Retype exactly only the lines below that run from the line containing "of the side" up to and including the final line.

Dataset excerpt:
>> BEGIN

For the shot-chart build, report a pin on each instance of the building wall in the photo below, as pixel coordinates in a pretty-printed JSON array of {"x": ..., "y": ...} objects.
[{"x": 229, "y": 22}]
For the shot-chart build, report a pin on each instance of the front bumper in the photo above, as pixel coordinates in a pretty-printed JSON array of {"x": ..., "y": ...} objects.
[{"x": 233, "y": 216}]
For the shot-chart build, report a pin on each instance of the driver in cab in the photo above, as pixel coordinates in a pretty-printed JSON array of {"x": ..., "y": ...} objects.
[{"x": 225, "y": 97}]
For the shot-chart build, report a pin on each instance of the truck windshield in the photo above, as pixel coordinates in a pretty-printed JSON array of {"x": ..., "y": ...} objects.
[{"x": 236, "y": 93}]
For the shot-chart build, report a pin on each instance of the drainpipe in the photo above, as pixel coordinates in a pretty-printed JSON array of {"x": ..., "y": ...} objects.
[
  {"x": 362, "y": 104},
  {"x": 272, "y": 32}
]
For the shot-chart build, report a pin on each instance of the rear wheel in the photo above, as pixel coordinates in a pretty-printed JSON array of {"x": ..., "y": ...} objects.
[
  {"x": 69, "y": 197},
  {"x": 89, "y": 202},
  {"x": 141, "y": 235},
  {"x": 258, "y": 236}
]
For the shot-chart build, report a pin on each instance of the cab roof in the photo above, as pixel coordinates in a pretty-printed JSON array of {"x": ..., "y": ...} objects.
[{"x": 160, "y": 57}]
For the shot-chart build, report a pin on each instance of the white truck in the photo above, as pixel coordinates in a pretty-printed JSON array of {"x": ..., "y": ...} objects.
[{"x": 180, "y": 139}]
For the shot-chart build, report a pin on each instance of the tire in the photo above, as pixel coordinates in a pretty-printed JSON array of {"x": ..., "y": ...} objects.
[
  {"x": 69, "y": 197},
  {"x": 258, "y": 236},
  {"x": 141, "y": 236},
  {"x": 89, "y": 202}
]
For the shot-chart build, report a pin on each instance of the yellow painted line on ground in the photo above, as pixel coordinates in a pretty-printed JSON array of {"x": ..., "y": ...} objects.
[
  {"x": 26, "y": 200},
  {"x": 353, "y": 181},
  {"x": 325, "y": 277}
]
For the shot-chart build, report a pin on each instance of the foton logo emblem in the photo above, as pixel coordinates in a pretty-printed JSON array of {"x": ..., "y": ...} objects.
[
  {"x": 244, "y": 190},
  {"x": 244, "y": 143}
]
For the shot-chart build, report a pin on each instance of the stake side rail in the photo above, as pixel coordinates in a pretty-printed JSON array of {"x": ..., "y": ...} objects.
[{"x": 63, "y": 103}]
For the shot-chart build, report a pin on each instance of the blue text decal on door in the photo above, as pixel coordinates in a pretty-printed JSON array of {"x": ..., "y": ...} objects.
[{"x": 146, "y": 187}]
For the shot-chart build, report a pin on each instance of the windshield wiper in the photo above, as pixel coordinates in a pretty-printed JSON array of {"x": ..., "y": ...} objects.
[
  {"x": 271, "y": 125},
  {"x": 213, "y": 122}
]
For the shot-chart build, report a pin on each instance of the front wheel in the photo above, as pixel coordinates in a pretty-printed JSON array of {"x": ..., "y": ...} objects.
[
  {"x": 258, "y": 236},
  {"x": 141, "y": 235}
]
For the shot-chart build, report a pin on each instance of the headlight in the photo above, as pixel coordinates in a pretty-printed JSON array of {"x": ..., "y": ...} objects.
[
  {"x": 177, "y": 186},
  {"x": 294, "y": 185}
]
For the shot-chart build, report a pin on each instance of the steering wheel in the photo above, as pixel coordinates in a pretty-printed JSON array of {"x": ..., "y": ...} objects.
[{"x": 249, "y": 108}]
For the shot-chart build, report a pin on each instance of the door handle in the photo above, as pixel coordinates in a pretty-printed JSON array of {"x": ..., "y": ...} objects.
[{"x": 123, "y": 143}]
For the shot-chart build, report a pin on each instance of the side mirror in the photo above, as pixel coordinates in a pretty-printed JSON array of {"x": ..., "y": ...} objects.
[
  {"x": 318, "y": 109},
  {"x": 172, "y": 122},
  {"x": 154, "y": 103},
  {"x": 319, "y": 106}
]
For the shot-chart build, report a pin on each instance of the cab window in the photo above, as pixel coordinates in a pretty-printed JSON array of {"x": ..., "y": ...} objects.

>> END

THE RESULT:
For the shot-chart build, report a pin on each instance of the side mirror in the photo above, as pixel coordinates in a pretty-printed JSON array of {"x": ..., "y": ...} objects.
[
  {"x": 318, "y": 109},
  {"x": 172, "y": 122},
  {"x": 154, "y": 103},
  {"x": 319, "y": 106}
]
For the shot-chart build, report a pin on each instance of the cab window in the photo above, as pixel coordinates in a pretty-printed JSON array of {"x": ..., "y": ...} objects.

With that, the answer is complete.